▸ GIVEN RECORDS

◆ ◆ ◆

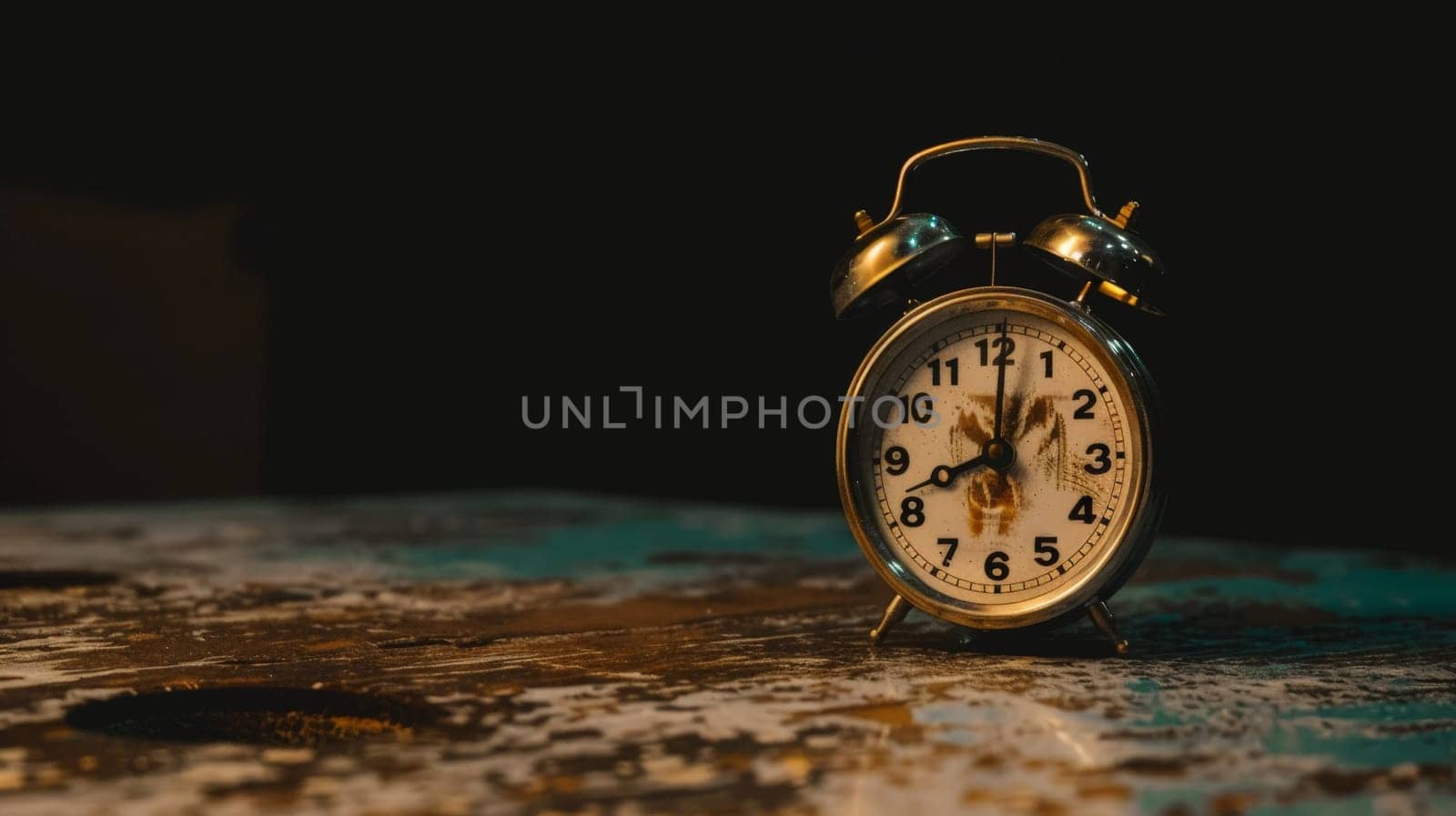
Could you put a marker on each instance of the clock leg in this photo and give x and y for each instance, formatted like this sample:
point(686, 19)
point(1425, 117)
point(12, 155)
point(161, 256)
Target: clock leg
point(1107, 624)
point(895, 612)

◆ ◆ ◆

▸ PROBLEM DETAILS
Could you write out all of the material above again, requests included, with every coordinate in the answers shifted by -146? Omit the pictures and leave the sample points inside the requests unchanged.

▸ SOLUTION FOR THIS TASK
Could you put a marker on each instance of the clock leg in this photo and give x and y for each instance, formatted like this sample:
point(686, 19)
point(1425, 117)
point(12, 155)
point(161, 256)
Target: clock leg
point(961, 478)
point(749, 466)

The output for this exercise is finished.